Instructions to follow — Using the data beneath, show every line that includes the word "water".

....................

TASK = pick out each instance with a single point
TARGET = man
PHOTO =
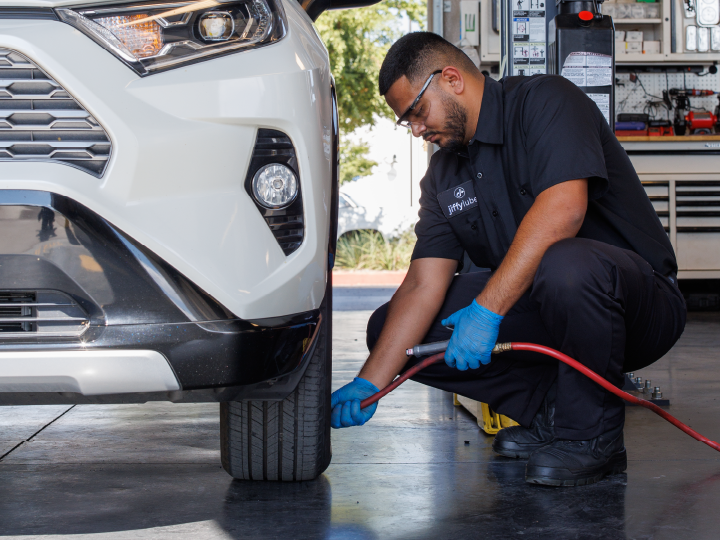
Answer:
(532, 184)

....................

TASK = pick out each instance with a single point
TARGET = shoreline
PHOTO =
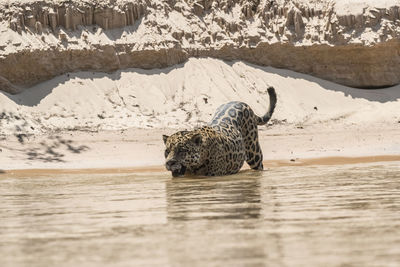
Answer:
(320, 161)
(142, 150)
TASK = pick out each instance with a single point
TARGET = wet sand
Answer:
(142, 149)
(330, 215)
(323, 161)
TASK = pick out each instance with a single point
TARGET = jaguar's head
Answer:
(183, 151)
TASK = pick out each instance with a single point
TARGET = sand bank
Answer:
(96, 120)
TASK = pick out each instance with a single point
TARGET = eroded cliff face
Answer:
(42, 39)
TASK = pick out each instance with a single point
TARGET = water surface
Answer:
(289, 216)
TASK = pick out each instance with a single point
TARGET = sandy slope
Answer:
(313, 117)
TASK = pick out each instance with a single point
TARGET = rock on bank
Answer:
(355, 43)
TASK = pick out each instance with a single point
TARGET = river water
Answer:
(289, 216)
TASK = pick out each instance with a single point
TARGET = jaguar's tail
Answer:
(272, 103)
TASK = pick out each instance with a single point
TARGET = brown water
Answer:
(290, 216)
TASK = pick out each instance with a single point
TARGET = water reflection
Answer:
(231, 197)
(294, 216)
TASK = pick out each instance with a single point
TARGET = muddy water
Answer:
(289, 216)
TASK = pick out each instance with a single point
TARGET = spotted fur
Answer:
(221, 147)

....................

Task result —
TARGET = water surface
TARGET = river water
TARGET = brown water
TARGET = water reflection
TARGET = muddy water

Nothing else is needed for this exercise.